### What you are asked to do
Scan the entries below for the word "guitar", then copy each line that holds it.

=== Records supplied ===

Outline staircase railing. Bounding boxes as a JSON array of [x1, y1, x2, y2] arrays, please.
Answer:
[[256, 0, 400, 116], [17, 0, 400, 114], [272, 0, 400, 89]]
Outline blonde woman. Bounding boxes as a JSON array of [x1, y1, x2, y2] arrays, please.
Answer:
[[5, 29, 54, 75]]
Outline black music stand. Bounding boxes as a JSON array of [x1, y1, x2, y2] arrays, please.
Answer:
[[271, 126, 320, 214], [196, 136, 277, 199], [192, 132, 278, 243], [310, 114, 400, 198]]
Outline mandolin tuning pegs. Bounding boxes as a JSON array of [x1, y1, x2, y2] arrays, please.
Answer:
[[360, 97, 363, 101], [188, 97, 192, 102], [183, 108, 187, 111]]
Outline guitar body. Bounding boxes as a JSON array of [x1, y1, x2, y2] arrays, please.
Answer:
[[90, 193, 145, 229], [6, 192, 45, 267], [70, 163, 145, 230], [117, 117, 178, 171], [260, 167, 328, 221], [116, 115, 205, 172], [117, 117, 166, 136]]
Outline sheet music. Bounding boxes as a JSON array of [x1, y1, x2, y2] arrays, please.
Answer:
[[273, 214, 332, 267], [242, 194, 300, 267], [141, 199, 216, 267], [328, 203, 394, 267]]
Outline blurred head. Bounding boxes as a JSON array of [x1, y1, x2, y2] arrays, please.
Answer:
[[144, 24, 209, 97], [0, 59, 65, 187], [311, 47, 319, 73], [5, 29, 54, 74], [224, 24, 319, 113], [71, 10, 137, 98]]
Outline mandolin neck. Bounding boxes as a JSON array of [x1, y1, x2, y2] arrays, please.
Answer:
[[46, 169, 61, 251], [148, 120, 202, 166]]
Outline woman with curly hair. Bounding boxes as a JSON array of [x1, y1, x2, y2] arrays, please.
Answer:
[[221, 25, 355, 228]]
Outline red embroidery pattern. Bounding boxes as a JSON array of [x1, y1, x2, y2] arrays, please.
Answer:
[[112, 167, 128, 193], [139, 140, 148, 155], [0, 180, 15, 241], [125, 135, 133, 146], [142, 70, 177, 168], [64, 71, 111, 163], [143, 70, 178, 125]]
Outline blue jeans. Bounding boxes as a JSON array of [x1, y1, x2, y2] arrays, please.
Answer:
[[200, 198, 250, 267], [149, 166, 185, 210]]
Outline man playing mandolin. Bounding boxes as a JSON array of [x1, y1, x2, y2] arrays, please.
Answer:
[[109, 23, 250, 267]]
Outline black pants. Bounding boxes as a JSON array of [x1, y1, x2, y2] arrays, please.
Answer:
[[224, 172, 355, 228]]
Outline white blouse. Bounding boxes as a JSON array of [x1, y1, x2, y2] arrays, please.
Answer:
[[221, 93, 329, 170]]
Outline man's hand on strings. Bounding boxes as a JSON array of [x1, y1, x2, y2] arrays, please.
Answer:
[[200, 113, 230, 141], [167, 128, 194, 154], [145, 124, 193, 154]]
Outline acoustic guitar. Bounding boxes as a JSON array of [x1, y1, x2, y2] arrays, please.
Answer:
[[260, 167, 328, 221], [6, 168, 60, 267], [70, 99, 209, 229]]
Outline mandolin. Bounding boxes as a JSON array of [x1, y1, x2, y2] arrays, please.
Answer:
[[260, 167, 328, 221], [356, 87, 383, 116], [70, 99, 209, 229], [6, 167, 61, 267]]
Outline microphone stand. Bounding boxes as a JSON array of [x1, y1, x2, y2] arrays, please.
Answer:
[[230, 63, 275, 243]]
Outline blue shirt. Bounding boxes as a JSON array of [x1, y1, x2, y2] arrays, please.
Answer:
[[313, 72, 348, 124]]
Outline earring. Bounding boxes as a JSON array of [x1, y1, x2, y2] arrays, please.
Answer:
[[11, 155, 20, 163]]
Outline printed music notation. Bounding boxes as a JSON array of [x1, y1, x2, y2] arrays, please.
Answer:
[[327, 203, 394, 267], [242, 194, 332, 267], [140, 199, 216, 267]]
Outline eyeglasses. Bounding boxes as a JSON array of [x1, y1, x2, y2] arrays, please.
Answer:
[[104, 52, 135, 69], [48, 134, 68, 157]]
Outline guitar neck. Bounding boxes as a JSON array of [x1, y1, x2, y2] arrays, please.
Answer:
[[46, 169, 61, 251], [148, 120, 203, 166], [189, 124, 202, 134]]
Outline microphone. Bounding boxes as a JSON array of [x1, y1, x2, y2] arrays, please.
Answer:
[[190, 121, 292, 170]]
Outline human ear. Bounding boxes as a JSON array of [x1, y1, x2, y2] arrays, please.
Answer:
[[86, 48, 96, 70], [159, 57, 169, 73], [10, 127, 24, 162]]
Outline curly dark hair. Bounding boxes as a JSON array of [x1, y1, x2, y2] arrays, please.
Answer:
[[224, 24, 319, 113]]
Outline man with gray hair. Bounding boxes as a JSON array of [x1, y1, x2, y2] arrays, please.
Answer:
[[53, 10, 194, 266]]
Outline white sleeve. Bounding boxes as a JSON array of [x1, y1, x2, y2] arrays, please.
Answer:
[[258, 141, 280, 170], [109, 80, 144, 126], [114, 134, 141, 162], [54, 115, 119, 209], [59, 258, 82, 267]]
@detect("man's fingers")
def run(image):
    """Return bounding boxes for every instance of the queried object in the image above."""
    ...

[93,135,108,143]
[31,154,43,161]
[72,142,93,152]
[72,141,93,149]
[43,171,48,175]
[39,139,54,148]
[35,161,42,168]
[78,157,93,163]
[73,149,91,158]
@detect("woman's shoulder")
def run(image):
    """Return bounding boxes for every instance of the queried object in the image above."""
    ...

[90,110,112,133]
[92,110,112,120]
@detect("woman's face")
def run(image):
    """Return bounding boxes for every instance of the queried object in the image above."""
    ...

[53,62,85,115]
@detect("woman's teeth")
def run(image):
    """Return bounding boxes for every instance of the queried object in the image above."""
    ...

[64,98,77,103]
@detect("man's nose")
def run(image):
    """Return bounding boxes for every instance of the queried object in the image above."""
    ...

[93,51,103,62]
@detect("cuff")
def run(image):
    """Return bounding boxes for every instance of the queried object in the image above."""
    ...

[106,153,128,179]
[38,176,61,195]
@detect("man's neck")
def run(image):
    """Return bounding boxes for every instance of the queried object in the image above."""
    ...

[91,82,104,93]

===

### Exercise solution
Outline guitar body. Bounding boxes as a JSON array of [x1, y1, x2, y2] arrays, please.
Outline acoustic guitar. Bounding boxes as a JSON array of [x1, y1, x2, y2] arrays, please.
Outline guitar neck. Bounding boxes as a JSON array of [x1, y1, x2, y2] arrays, please.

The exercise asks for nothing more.